Problem requirements: Rewrite the lines starting at the one containing "point_to(query) identifies every instance of the green" and ending at the one containing "x=1085, y=182", changing "weed growing on wall" to "plant growing on wall" and leaving everything else as it is.

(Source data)
start

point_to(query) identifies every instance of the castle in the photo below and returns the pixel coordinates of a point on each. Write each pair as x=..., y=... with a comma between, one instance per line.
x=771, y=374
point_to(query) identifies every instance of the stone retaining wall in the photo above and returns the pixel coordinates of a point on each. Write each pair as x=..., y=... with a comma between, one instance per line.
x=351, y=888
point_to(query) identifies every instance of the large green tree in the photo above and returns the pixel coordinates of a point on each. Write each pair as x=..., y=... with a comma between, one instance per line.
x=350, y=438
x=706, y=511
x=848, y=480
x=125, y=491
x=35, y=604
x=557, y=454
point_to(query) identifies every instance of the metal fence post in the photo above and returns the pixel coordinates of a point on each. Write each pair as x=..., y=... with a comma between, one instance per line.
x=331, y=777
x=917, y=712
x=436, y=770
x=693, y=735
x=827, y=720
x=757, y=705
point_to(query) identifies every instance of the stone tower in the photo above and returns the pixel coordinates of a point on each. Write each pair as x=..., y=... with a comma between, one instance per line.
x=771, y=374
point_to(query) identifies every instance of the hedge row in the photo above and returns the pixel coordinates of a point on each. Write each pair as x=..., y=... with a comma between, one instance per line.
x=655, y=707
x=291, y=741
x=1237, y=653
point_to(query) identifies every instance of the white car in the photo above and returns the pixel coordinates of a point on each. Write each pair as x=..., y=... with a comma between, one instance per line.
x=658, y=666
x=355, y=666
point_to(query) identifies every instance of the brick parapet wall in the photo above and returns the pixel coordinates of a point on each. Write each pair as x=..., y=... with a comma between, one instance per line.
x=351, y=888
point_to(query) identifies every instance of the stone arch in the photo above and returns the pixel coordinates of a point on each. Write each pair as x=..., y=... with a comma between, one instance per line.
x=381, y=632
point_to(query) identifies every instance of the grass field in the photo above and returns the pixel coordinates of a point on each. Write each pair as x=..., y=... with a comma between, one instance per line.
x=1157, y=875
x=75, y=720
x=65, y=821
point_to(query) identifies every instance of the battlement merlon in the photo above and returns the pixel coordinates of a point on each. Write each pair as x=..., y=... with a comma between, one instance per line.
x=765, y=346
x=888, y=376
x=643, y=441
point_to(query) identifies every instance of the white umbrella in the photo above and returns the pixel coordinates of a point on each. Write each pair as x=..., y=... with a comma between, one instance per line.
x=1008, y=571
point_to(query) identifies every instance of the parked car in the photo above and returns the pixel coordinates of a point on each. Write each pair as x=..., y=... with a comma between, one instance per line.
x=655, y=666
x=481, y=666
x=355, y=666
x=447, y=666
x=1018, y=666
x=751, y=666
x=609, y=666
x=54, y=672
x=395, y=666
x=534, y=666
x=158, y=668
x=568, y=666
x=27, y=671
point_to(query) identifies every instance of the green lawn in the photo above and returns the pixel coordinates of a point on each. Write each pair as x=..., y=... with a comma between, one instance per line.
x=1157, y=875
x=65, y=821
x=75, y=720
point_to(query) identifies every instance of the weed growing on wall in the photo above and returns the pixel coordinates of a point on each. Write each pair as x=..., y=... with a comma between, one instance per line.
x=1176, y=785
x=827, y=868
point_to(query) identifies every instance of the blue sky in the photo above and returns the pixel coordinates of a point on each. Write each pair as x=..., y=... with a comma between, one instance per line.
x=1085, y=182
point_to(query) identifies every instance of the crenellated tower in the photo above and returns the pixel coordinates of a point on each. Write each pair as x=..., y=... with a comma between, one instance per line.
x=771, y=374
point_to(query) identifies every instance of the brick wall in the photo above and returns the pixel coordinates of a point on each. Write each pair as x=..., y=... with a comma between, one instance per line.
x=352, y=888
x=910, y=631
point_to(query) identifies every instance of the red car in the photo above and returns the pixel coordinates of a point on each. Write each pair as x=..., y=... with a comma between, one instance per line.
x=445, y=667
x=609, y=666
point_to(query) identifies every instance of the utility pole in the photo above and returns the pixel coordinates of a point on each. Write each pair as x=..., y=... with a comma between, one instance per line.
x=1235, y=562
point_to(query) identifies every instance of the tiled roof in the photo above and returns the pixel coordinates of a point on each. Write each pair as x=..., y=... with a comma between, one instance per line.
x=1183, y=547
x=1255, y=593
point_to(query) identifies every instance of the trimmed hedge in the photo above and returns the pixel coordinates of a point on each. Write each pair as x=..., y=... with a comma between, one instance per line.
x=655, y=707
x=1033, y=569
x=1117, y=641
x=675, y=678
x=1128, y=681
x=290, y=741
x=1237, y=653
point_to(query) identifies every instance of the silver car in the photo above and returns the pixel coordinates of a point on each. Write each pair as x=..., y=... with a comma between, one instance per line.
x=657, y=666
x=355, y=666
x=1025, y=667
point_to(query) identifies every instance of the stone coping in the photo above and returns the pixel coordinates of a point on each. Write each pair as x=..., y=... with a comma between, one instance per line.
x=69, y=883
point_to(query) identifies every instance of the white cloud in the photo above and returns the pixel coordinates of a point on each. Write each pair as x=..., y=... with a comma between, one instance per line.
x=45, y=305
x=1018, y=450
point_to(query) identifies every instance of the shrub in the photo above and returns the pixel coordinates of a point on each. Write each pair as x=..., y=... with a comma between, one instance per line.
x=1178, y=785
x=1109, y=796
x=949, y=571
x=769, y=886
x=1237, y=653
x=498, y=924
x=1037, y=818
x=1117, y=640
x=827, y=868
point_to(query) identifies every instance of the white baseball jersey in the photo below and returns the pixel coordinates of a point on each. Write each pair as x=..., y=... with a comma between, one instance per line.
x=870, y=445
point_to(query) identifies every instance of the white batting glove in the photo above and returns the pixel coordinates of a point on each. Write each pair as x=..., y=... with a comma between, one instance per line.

end

Correct response:
point_to(query) identifies every instance of the green lawn in the photo above and returns the pixel coordinates of a point on each. Write each pair as x=..., y=... with a comma between, one instance per line.
x=1157, y=875
x=65, y=821
x=75, y=720
point_to(query) identifies every instance of the plant growing on wall in the photo above and returns the pixel coordinates of a point on each. Write each pair as x=..., y=... with a comma between, one instance per line.
x=1176, y=785
x=827, y=868
point_to(query) identifies every instance of the blue sky in the photo above and returns the pixel coordinates of a point on each. Write each pair as x=..., y=... with a comma between, one instance per line.
x=1085, y=182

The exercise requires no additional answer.